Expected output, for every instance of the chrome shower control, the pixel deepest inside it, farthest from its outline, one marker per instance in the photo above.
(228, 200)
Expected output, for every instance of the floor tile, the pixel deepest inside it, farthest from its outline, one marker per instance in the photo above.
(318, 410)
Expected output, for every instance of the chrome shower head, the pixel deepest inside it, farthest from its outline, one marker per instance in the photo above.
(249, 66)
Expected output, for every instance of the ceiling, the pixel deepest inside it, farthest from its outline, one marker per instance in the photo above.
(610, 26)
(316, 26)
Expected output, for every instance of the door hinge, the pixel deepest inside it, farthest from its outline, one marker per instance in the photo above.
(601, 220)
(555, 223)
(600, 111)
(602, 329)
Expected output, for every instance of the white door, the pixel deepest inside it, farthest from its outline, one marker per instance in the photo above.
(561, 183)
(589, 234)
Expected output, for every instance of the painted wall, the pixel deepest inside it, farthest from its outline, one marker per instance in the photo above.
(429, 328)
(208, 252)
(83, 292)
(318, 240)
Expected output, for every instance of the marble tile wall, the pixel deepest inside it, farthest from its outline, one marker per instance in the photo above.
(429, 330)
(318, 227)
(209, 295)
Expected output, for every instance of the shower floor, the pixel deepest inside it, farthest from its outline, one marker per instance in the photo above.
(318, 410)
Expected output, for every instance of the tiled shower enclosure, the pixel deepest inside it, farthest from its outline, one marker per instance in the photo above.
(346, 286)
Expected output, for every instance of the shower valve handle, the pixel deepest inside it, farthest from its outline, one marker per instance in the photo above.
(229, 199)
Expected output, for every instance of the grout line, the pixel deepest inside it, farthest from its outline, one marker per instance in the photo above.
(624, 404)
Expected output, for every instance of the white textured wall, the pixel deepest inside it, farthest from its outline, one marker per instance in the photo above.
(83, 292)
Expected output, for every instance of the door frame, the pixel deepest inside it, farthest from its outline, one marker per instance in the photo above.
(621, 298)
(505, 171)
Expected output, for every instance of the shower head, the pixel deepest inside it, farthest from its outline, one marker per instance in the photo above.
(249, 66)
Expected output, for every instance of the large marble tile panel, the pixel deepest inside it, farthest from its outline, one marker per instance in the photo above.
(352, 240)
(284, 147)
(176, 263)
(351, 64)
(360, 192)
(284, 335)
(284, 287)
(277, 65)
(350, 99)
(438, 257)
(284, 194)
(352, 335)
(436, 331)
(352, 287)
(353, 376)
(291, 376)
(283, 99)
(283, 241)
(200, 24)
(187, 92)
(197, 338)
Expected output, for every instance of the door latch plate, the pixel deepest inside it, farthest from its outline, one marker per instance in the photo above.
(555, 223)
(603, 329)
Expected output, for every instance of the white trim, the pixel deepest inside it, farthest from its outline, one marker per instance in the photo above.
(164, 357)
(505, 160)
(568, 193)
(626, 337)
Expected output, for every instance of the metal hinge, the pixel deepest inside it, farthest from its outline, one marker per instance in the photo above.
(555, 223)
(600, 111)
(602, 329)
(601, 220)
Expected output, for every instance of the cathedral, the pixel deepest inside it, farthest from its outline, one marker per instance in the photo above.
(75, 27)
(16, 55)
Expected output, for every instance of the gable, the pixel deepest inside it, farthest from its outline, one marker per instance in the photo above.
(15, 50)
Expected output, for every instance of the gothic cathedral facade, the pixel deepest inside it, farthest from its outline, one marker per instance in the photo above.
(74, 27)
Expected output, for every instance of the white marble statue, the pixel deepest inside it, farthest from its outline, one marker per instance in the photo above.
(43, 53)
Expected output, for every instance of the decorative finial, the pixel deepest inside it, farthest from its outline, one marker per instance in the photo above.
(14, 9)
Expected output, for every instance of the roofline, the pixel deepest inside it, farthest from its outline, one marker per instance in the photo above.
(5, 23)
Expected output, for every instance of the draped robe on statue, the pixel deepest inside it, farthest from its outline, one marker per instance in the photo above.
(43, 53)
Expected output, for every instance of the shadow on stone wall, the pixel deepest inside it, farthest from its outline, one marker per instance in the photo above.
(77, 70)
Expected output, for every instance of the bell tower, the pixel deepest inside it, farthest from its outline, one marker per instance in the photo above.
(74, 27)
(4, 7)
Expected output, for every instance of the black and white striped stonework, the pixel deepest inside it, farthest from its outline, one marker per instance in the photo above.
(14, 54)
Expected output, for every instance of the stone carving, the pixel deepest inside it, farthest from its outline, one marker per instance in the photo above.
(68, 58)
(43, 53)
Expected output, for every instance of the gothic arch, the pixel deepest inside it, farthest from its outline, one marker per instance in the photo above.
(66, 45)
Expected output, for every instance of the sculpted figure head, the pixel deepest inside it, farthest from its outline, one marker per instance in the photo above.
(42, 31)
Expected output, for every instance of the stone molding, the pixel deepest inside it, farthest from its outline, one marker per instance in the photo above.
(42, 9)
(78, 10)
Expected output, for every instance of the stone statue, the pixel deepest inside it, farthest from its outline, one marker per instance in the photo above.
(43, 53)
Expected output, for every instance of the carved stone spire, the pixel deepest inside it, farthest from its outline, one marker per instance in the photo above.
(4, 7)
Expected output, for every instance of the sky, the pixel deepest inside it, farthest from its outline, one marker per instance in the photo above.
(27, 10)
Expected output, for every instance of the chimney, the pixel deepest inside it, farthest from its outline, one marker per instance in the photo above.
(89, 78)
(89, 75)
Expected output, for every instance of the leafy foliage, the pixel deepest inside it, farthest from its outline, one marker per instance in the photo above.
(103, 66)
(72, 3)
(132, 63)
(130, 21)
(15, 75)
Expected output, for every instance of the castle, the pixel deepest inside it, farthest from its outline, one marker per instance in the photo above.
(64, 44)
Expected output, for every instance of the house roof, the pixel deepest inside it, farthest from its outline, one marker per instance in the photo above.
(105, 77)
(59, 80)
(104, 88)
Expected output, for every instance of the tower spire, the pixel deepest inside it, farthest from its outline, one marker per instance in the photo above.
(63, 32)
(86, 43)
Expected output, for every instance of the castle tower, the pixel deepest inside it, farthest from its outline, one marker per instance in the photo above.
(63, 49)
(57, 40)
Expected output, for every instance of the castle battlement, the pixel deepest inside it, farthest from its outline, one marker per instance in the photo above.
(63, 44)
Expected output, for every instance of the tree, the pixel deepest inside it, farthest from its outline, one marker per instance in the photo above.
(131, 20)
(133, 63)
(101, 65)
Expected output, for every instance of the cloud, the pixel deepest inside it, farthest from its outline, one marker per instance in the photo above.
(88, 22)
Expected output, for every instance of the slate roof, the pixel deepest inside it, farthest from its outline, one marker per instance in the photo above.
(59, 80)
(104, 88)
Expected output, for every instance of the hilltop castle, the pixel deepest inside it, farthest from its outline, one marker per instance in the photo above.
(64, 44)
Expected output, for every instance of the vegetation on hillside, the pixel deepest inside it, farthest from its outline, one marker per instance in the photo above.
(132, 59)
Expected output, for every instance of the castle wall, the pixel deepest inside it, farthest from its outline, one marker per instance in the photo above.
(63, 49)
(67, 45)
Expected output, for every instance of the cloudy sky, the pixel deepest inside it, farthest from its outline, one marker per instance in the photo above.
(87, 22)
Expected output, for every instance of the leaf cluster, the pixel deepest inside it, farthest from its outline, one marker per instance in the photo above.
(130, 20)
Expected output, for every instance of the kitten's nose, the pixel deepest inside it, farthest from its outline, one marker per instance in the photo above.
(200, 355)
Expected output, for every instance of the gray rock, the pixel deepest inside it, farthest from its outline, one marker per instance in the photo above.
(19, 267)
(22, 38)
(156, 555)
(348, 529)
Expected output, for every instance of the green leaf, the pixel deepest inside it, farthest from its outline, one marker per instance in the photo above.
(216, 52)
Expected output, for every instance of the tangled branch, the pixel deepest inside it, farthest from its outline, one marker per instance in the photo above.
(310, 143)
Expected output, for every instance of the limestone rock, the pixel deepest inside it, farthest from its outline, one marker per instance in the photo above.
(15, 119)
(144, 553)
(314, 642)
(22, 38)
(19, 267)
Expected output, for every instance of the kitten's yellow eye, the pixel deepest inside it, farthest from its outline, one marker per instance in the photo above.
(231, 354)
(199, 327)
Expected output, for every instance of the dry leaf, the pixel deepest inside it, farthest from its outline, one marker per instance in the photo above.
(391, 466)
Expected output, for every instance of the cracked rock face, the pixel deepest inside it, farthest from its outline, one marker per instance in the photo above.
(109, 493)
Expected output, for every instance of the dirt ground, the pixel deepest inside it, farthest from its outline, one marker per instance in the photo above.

########

Required task
Write out only what runs from the line holding "Expected output, for every instance of the kitten's yellow" through the last line of the records, exactly as shown.

Solution to this problem
Expected output, for every instance of the kitten's yellow eye, the pixel deepest inside it, farthest from its outline, one marker per instance in the photo above.
(231, 354)
(199, 327)
Expected output, for every instance of the dry leaf, the pixel deepest inside it, farthest from its outline, one marker per instance in the photo above.
(391, 466)
Expected output, for every instance of the cracked rock face, the pixel deepest inside it, farthest from its outline, one marker per instance in the photo above.
(109, 493)
Expected output, for every instance of the dirt ground, the pixel deepest inside it, farthest from its outline, one marker per instance in the photo above.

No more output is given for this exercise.